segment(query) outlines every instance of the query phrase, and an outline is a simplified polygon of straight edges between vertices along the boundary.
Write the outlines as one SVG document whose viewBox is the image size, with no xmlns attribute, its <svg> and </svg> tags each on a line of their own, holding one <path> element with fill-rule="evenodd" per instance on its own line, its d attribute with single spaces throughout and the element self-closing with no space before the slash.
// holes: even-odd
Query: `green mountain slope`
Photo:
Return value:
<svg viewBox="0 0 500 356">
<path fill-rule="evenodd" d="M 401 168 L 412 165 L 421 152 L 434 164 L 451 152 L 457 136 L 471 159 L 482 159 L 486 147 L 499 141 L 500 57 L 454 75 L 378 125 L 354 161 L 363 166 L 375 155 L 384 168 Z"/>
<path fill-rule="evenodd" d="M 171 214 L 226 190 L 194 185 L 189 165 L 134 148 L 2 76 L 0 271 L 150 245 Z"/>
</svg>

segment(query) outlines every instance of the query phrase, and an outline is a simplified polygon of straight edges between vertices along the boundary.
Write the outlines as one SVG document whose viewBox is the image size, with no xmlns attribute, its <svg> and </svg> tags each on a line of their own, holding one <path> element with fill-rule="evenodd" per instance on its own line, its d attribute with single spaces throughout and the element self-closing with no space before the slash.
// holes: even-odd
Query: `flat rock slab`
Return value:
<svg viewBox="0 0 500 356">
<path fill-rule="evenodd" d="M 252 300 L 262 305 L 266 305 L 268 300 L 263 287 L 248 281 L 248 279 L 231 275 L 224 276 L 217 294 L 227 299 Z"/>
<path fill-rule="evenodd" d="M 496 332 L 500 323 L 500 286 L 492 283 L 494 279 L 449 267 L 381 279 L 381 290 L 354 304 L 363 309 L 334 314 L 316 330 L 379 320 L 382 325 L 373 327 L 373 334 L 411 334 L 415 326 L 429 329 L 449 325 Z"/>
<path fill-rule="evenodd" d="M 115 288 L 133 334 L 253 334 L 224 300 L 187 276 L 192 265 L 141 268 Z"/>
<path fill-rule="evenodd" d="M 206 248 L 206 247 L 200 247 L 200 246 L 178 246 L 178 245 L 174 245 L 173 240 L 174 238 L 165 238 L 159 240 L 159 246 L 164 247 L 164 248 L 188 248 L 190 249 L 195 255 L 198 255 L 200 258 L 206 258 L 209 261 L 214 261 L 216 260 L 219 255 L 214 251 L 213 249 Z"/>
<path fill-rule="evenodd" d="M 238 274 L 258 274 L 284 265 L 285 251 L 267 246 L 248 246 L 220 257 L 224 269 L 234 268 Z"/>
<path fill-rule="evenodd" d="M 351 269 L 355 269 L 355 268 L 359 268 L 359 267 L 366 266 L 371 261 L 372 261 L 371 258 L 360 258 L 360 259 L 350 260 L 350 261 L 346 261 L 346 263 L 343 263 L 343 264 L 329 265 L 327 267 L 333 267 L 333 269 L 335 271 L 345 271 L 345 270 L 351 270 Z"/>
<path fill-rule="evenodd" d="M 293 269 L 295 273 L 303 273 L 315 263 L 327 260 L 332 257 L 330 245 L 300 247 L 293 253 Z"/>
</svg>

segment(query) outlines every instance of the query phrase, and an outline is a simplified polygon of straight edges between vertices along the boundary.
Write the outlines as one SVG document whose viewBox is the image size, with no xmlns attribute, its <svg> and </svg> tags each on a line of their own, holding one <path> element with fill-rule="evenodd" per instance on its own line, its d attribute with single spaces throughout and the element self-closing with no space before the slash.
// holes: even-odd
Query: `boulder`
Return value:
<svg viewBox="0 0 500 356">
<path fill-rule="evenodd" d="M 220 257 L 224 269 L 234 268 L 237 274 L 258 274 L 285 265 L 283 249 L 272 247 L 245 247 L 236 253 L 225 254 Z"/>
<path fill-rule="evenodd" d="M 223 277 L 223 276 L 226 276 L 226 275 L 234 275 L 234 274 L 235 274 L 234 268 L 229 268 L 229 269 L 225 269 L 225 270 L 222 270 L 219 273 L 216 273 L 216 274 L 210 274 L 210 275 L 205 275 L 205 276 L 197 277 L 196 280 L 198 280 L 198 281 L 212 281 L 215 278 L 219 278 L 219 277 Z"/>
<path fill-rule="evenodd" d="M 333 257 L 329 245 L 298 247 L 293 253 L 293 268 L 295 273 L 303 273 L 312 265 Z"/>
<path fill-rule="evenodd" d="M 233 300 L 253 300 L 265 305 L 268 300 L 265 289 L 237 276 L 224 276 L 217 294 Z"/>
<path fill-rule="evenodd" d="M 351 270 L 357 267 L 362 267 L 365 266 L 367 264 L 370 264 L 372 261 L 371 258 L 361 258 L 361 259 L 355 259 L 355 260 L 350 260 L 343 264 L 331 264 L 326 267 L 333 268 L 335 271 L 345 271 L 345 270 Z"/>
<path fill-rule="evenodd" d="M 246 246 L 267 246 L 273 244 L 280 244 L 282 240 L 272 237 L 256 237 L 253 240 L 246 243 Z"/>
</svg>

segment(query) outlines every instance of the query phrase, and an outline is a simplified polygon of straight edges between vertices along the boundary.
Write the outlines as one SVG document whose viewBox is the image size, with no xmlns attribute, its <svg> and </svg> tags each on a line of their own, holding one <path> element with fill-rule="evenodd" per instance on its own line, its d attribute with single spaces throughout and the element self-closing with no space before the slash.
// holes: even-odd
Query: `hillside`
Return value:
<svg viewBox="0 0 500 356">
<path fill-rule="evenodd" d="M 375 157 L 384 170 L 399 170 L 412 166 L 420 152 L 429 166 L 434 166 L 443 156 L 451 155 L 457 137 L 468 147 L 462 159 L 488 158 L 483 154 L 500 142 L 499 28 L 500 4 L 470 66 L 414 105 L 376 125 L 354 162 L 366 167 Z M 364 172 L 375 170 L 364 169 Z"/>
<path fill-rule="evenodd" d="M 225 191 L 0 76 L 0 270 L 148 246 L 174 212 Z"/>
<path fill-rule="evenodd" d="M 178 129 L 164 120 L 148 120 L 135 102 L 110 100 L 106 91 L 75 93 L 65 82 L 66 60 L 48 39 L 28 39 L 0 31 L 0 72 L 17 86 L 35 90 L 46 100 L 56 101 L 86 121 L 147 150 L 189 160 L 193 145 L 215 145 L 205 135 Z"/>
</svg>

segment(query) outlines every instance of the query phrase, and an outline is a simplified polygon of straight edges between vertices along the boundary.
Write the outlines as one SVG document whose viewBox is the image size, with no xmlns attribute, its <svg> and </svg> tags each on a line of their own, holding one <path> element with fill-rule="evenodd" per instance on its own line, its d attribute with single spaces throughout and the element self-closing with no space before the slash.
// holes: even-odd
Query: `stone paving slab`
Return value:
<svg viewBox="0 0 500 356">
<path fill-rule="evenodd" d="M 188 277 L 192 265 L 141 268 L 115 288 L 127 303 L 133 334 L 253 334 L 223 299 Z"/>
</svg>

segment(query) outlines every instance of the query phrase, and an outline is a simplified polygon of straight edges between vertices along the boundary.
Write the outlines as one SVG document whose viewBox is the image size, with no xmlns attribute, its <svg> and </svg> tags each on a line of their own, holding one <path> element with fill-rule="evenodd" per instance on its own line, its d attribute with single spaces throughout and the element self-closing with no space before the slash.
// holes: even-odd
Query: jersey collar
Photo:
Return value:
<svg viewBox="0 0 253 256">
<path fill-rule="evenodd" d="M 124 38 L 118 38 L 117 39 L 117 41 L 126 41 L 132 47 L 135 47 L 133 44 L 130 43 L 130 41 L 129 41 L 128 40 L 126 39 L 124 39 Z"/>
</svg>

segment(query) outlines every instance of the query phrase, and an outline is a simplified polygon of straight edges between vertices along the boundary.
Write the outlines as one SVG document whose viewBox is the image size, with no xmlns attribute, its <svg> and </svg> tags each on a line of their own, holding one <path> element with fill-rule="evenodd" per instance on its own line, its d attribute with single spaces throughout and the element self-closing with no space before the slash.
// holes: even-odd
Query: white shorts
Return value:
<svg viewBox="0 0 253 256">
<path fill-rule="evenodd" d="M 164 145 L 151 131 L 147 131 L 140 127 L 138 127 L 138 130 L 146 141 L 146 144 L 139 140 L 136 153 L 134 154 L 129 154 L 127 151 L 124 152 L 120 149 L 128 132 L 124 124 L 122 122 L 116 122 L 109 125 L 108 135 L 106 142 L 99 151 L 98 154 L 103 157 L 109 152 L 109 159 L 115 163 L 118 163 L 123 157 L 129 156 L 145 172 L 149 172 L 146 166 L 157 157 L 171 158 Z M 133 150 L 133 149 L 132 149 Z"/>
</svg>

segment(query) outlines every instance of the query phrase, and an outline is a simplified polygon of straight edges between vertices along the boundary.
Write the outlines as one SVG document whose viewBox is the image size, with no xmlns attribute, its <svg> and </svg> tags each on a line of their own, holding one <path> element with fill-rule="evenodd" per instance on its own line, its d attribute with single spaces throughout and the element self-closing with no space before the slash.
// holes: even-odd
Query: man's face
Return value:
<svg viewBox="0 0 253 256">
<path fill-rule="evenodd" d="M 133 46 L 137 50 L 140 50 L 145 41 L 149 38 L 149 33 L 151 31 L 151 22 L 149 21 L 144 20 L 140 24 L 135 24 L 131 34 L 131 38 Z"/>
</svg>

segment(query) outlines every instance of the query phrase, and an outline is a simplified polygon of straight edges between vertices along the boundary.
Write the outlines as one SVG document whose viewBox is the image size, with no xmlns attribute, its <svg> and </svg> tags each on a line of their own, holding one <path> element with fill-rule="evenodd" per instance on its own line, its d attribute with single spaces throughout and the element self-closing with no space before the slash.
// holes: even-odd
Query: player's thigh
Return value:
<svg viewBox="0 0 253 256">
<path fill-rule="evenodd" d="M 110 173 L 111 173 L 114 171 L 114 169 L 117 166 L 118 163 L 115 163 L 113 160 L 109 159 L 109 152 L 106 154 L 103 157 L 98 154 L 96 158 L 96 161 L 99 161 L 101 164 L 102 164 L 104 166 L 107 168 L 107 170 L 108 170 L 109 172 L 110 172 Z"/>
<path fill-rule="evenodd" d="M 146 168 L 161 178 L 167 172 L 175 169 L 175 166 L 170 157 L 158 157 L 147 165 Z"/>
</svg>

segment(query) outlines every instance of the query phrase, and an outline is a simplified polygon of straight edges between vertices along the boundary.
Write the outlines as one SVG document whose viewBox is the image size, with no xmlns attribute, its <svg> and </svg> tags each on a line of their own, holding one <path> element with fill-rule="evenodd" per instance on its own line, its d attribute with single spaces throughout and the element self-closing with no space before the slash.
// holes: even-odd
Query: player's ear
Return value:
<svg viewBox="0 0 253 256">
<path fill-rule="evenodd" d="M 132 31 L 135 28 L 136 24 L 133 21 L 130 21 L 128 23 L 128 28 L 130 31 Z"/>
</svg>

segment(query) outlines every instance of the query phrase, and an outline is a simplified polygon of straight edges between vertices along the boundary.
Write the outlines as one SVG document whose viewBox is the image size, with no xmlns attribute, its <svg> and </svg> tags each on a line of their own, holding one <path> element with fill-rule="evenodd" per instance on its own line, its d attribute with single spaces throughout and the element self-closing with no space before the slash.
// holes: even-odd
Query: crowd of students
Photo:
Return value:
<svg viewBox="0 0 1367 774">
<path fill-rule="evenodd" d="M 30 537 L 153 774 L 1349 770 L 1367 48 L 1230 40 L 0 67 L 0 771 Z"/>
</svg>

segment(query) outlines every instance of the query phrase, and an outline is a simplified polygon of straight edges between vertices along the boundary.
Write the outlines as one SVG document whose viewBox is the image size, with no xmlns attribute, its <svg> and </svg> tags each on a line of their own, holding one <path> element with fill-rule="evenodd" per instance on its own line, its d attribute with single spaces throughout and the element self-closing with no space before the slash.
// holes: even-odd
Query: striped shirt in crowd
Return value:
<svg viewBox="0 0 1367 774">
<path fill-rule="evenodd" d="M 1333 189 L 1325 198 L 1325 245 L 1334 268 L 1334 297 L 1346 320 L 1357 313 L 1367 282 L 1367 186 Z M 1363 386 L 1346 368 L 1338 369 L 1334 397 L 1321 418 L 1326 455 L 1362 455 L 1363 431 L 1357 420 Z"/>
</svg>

*Work required:*
Count the lines in the items above that contain the string "slab". Reply with the number alone.

*Task response:*
2